* [Text excerpt]:
^^^^

Historical Overview of Jewish Tolochin, Belarus

By J.R. Rothstein [1]January 2020

Before the Russian Revolution, the Jews of White Russia, a region which covers most of modern-day Belarus, including the shtetl or village of Tolochin, were forced to live in a region known as the “Pale of Settlement,” a region which spanned from the Baltic Sea to the Black Sea. About five million Jews (94% of the total Jewish population, about 12% of the Russian population) lived in this region. The poverty rate was high and the Jews had the worst jobs and worked for the lowest wages and in the most demeaning positions. Pogroms occurred frequently throughout the Russian Empire.

Map of the region around Tolochin

Tolochin or Talachyn (Belarusian: Талачы́н, Łacinka: Tałačyn, pronounced [taɫaˈtʂɨn]) or Tolochin (Russian: Толо́чин; Polish: Tołoczyn, Lithuanian: Talačynas, and Yiddish: טאָלאָטשין) was and is a small village in the Viciebsk Region of Belarus, an administrative center of the Talachyn district. It is perhaps the coldest city in Belarus in winter, with a record low of -42.2C. The hamlet of Tolochin was founded in 1433 in the Vitebsk province of the Grand Duchy of Lithuania (which later became the Kingdom of Lithuania.) The town ran across a famous trade route and for this reason the city was often subjected to conquest, destruction and ruin through the centuries.

In 1604, Lev Ivanovich Sapieha founded here a Christian Basilian monastery, a hospital and a school. Since at least the mid-17th century, Tolochin became a significant center of trade and the settlement held major market fairs at least three times a year. During the war between Russia and the Polish-Lithuanian Commonwealth (1654-1667) the hamlet had 314 houses, which were all burned down.

Some claim the town itself was first settled by Jews. Other references suggest a Jewish presence as early at the 16th century while others place it as only beginning as late as 1717. However, from the third quarter of the 17th century historical documents mention Jewish settlements in the greater Tolochin region – settlements such Bobr, Belynichi, Gory, Glusk, Dubrovno, Krynki, Mir, Ross, Staroselie and our Tolochin. In 1766, 648 Jews were enrolled in the Tolochin Kahal and its parishes.

In 1772, Tolochin became a border crossing point. In this city, as an important settlement on the way from Poland to Moscow, a custom house was also established. At this time, the eastern part of the town became called Old Tolochin and the Western part New Tolochin. The border check-point and a custom house functioned in the town until 1793.

^^^^

* [Provided information]:
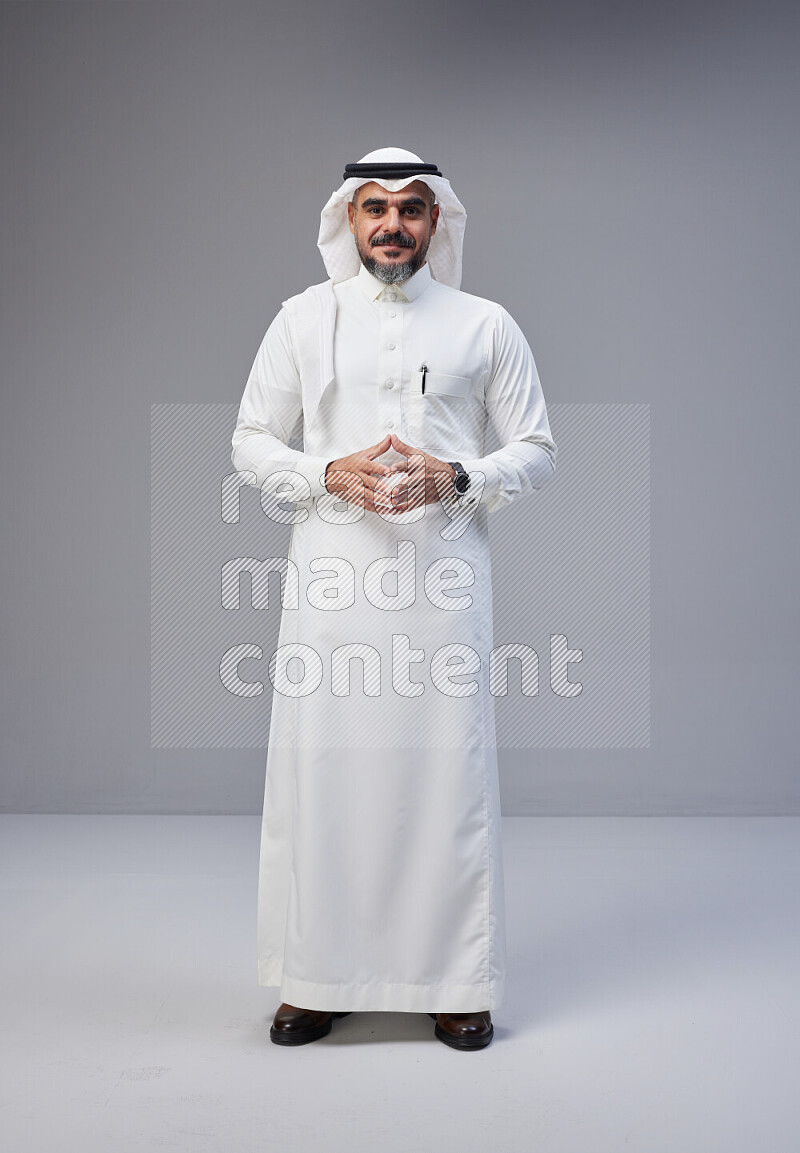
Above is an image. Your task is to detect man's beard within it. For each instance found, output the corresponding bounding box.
[356,232,430,285]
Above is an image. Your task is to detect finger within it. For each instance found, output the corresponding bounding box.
[359,459,391,476]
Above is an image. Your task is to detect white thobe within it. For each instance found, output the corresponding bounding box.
[232,265,556,1012]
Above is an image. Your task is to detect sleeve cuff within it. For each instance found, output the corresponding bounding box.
[459,457,500,508]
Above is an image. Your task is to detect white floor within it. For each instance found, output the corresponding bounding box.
[0,816,800,1153]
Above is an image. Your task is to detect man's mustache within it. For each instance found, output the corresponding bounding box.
[370,232,416,248]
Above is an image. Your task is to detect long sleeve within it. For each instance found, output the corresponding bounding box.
[231,308,329,497]
[461,306,557,511]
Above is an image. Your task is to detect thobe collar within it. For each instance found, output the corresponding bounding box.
[356,262,433,304]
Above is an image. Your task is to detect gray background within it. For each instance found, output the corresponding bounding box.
[0,2,800,813]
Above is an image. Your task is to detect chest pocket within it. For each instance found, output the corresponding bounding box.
[406,371,474,457]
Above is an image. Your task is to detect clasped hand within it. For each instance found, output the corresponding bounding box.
[325,432,455,515]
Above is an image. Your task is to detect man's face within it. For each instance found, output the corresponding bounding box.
[347,180,439,284]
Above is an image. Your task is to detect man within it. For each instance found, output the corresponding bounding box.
[232,149,556,1050]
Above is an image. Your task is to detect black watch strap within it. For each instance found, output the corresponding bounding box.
[447,460,470,497]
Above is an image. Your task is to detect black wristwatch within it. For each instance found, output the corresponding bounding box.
[447,460,471,497]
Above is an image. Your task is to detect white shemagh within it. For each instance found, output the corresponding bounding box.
[317,148,467,288]
[291,148,467,428]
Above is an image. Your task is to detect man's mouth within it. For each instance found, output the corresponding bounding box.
[370,236,415,253]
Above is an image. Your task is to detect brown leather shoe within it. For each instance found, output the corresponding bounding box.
[428,1009,495,1049]
[270,1002,349,1045]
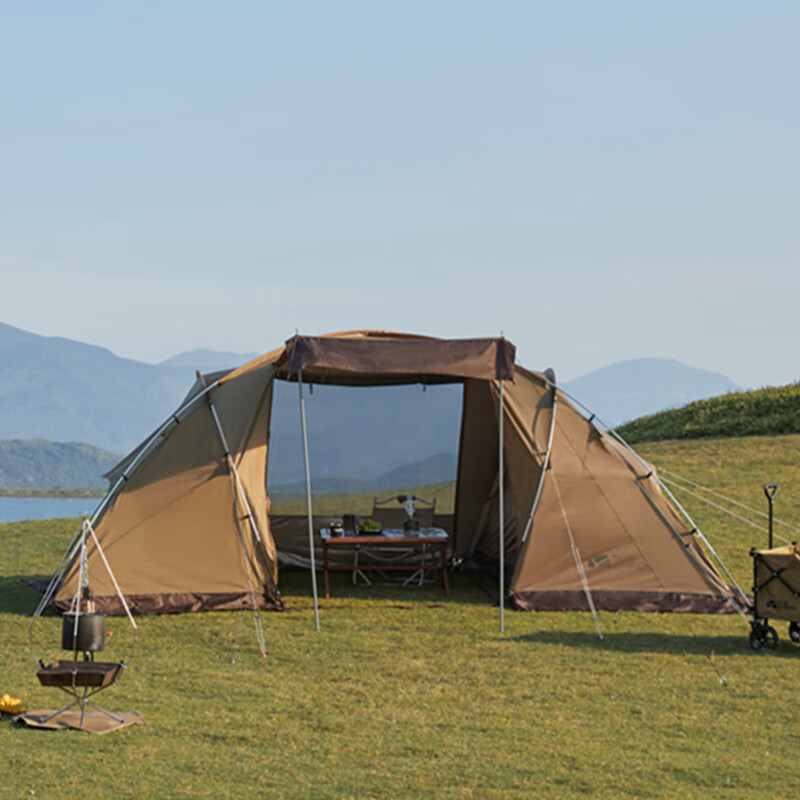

^^^^

* [What to do]:
**1.** Summarize the overview of Jewish Tolochin in three sentences.
**2.** Answer the following questions from the overview of Jewish Tolochin:
(a) What record low temperature is given for Tolochin?
(b) Who founded a Christian Basilian monastery there in 1604?
(c) How many Jews were enrolled in the Tolochin Kahal and its parishes in 1766?
**3.** Repeat word for word the passage of the overview of Jewish Tolochin from "Some claim the" up to and including "town until 1793.".
None of the entries is needed to work with the overview of Jewish Tolochin.

* [Responses per task]:
**1.** Before the Russian Revolution, the Jews of White Russia, including those of Tolochin, were forced to live in the Pale of Settlement, where poverty was high and pogroms occurred frequently. Founded in 1433 on a famous trade route, Tolochin was often conquered and destroyed, yet by the mid-17th century it had become a significant center of trade with major market fairs. Accounts of when Jews first settled there range from the 16th century to 1717, and from 1772 until 1793 the town served as a border crossing point with a custom house.

**2.**
(a) -42.2C
(b) Lev Ivanovich Sapieha
(c) 648

**3.**
Some claim the town itself was first settled by Jews. Other references suggest a Jewish presence as early at the 16th century while others place it as only beginning as late as 1717. However, from the third quarter of the 17th century historical documents mention Jewish settlements in the greater Tolochin region – settlements such Bobr, Belynichi, Gory, Glusk, Dubrovno, Krynki, Mir, Ross, Staroselie and our Tolochin. In 1766, 648 Jews were enrolled in the Tolochin Kahal and its parishes.

In 1772, Tolochin became a border crossing point. In this city, as an important settlement on the way from Poland to Moscow, a custom house was also established. At this time, the eastern part of the town became called Old Tolochin and the Western part New Tolochin. The border check-point and a custom house functioned in the town until 1793.